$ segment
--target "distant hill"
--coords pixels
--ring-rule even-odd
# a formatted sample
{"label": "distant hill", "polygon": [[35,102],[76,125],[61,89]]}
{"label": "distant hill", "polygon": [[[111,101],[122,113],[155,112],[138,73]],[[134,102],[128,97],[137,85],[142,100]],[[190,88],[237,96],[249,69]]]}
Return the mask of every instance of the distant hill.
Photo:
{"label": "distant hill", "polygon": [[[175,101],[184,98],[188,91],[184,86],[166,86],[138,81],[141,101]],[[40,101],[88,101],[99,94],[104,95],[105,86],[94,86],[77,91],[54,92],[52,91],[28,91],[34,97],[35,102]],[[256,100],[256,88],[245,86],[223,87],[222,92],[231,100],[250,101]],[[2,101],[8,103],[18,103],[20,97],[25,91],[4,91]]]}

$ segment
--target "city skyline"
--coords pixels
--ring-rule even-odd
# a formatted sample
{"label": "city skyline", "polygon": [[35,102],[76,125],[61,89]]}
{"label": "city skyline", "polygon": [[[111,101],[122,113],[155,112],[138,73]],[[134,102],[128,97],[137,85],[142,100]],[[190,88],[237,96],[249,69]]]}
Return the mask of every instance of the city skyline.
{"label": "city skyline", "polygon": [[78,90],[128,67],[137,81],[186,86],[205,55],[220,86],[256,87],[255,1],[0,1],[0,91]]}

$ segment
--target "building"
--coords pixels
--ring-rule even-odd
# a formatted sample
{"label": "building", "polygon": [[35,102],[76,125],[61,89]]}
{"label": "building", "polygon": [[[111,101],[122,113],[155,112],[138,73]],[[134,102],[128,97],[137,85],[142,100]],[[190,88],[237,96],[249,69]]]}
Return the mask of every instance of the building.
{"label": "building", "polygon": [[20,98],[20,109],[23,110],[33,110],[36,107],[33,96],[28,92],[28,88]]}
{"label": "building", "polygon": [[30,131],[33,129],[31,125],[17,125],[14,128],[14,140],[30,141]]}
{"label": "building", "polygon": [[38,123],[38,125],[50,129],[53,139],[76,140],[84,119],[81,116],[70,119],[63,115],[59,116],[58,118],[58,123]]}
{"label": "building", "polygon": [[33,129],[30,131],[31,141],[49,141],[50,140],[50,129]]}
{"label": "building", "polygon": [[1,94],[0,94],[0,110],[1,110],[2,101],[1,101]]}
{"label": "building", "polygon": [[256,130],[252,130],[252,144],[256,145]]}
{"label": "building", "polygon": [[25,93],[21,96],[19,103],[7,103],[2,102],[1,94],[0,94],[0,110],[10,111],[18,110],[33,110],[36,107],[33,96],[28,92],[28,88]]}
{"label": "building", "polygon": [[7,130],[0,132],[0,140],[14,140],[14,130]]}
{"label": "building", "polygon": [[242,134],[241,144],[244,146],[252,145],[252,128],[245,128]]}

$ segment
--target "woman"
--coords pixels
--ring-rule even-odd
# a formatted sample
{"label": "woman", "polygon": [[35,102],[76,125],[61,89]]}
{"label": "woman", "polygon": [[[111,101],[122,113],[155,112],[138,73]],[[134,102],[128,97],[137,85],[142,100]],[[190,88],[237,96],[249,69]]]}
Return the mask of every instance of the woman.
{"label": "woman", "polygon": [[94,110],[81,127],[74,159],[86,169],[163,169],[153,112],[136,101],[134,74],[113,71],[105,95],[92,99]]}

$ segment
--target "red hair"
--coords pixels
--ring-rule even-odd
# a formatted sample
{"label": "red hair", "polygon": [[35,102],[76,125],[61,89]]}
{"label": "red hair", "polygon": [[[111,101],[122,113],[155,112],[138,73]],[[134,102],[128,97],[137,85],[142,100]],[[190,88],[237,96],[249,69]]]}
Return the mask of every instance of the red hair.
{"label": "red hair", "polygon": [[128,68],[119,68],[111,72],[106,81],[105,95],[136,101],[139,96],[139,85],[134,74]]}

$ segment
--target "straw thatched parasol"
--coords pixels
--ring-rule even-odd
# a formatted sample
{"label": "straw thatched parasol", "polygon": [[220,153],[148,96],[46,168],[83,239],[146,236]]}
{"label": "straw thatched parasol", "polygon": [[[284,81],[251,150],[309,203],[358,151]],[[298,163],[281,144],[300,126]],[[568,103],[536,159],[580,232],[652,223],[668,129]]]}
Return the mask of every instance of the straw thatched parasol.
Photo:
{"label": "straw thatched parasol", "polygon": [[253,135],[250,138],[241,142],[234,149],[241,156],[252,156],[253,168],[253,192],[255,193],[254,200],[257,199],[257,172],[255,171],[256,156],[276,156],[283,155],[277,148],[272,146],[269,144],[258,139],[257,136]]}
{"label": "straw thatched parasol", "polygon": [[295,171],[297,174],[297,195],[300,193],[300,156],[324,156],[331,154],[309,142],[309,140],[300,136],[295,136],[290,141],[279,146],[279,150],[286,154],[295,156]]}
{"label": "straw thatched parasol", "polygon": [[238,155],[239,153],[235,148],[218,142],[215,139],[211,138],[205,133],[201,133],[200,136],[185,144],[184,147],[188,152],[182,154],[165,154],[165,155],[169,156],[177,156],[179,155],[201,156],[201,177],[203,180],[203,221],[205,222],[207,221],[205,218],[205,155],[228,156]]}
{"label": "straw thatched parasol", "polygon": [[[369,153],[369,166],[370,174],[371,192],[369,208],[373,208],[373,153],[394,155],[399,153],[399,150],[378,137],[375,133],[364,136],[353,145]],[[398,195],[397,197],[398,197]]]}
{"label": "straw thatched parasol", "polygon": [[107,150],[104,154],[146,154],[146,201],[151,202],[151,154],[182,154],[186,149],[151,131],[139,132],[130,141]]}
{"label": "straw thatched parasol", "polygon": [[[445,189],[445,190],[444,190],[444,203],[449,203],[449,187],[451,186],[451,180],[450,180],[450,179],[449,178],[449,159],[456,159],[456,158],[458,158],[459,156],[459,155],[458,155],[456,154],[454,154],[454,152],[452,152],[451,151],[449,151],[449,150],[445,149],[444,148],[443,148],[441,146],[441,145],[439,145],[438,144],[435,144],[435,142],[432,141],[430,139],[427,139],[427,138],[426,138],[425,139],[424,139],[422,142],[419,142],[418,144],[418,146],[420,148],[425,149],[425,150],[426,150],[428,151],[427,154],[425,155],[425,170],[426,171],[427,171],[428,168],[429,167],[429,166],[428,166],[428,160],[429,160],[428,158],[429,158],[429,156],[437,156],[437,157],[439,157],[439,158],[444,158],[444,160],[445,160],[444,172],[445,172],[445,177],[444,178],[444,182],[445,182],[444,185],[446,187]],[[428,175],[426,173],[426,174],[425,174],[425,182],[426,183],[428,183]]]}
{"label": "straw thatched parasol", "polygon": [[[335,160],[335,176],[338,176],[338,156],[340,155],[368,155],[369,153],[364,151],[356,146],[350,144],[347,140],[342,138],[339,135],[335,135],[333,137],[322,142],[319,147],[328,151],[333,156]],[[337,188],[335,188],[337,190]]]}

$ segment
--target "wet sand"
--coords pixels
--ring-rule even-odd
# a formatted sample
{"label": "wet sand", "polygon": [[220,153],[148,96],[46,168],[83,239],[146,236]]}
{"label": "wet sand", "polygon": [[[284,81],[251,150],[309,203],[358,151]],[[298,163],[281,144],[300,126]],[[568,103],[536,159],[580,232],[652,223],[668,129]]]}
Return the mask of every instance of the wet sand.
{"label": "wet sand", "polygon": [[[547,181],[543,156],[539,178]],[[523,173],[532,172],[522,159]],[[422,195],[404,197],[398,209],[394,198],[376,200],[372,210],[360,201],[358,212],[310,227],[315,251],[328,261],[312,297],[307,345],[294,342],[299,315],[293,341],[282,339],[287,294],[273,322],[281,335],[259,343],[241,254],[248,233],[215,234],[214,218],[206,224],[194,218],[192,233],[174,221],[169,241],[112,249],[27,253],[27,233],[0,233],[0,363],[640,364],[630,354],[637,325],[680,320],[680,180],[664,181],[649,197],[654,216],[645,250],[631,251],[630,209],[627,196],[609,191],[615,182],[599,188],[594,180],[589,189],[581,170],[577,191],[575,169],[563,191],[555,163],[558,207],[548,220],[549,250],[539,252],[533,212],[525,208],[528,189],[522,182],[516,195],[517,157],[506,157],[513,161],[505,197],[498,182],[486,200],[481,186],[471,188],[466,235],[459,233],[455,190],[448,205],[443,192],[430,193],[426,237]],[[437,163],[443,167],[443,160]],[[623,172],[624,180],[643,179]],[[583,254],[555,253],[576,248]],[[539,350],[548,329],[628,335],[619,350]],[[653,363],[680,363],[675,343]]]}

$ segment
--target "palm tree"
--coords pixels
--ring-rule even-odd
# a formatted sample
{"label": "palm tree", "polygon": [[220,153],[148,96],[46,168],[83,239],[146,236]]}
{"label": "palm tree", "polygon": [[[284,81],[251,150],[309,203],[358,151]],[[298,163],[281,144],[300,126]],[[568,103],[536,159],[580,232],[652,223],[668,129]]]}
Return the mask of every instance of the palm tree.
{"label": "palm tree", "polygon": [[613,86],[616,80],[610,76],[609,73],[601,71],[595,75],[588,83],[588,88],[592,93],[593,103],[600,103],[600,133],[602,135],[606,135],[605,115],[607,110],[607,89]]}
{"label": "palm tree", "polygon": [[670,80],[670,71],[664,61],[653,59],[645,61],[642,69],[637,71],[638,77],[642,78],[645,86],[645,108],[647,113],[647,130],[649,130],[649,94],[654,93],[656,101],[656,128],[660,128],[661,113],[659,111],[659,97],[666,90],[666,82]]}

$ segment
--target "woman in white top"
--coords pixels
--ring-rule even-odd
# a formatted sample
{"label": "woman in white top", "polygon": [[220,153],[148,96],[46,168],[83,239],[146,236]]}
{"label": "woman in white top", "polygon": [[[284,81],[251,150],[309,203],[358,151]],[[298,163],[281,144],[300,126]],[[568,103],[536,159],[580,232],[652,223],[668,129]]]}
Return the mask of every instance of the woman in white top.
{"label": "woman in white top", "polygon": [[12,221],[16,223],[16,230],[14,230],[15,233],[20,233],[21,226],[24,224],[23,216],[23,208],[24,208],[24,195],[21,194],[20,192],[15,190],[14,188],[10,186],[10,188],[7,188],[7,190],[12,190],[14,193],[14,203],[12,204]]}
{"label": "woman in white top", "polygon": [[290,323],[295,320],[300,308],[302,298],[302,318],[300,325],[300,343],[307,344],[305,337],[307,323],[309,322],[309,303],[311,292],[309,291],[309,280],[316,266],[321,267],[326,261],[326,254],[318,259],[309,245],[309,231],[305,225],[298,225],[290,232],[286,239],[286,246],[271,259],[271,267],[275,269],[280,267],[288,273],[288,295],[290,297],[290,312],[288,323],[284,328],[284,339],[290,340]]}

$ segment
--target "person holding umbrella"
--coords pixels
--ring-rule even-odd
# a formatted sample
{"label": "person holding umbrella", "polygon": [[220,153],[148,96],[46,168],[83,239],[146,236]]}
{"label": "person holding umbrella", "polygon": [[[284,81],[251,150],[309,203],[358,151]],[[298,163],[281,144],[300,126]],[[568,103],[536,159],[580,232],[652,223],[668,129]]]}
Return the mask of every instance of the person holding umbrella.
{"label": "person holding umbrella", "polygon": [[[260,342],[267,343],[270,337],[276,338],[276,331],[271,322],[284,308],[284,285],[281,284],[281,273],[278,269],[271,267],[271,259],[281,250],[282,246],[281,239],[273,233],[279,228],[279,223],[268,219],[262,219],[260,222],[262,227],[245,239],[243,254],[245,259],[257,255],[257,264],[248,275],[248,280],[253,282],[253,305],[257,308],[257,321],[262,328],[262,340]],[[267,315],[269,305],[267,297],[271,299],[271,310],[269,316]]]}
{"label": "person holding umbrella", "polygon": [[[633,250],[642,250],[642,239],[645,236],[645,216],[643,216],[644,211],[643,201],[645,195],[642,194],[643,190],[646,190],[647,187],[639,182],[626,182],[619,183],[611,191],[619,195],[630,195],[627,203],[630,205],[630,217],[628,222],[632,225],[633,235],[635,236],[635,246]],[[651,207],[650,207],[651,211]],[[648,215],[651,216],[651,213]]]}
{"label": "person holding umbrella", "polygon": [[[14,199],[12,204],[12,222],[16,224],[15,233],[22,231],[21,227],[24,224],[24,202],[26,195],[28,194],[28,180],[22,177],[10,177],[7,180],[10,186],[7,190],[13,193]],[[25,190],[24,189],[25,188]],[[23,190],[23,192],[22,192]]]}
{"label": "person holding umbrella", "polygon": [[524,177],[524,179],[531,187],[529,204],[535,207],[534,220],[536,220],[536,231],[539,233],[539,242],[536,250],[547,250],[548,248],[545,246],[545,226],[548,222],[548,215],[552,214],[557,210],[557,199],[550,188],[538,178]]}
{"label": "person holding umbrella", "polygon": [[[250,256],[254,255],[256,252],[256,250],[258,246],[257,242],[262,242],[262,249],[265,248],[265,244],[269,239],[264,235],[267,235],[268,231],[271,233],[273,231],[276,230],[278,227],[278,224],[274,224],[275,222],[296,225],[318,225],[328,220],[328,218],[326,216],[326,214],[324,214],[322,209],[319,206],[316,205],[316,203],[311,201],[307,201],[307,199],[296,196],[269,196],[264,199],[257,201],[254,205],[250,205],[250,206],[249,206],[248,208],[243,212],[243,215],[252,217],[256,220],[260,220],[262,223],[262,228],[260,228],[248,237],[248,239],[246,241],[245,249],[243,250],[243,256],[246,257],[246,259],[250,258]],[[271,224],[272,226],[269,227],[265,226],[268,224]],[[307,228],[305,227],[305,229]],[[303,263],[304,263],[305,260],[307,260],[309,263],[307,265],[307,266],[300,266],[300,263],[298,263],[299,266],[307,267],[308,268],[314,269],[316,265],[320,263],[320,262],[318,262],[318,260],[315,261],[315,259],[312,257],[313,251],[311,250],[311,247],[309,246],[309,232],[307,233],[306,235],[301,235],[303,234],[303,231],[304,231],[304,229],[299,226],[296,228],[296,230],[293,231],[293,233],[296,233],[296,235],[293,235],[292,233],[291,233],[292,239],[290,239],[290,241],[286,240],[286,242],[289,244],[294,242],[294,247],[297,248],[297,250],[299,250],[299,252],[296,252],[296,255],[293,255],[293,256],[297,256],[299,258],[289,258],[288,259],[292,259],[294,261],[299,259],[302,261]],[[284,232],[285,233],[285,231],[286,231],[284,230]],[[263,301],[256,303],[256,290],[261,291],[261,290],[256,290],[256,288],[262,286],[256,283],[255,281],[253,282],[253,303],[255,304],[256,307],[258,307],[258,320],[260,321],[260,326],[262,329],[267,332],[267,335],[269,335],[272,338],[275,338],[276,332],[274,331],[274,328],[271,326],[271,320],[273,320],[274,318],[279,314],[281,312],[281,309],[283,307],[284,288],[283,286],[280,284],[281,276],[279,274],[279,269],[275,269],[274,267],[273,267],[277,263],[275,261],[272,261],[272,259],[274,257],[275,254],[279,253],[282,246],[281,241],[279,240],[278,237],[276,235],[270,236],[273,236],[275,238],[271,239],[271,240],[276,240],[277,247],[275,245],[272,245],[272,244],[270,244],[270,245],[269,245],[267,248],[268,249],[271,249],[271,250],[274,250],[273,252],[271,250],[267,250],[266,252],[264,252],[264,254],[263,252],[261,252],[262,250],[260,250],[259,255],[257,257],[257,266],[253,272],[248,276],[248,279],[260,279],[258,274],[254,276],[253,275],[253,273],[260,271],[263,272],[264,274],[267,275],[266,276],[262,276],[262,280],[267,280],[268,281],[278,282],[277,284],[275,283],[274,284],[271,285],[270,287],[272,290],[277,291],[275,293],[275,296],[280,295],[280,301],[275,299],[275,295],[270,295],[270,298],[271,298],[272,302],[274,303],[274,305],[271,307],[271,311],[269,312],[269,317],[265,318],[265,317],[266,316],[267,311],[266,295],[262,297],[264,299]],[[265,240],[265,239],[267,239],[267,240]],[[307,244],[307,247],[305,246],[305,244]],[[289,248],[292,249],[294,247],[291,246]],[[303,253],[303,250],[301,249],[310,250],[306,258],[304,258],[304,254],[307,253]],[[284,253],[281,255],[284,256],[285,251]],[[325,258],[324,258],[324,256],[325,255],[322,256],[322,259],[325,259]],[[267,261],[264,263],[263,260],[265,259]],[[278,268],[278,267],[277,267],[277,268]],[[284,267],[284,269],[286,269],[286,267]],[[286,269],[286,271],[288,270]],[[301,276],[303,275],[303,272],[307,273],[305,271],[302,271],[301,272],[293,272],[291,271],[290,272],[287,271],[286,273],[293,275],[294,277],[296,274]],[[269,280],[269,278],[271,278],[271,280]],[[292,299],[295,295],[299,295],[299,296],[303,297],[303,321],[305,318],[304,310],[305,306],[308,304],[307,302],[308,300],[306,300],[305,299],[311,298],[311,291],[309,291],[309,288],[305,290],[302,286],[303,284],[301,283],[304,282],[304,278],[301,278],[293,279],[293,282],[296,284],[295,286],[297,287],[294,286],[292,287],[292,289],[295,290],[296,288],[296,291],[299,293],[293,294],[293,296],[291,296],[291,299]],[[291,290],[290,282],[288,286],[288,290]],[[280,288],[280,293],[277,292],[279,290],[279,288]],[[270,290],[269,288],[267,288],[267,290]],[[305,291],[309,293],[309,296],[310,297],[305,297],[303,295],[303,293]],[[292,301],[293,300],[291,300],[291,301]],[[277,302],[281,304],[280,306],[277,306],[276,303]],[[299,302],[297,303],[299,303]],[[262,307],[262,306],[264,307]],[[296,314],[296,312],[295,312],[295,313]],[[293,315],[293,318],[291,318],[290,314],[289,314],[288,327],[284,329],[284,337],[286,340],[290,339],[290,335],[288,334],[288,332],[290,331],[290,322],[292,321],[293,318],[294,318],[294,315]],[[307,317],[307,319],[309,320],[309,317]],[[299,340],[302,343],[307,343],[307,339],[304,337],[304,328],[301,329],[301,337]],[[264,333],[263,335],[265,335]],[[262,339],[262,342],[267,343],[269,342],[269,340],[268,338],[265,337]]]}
--- --- ---
THE EXERCISE: Copy every line in the records that contains the string "target". Case counts.

THE SOLUTION:
--target "distant hill"
--target "city skyline"
--target "building"
--target "woman"
--target "red hair"
--target "straw thatched parasol"
--target "wet sand"
--target "palm tree"
--target "woman in white top"
--target "person holding umbrella"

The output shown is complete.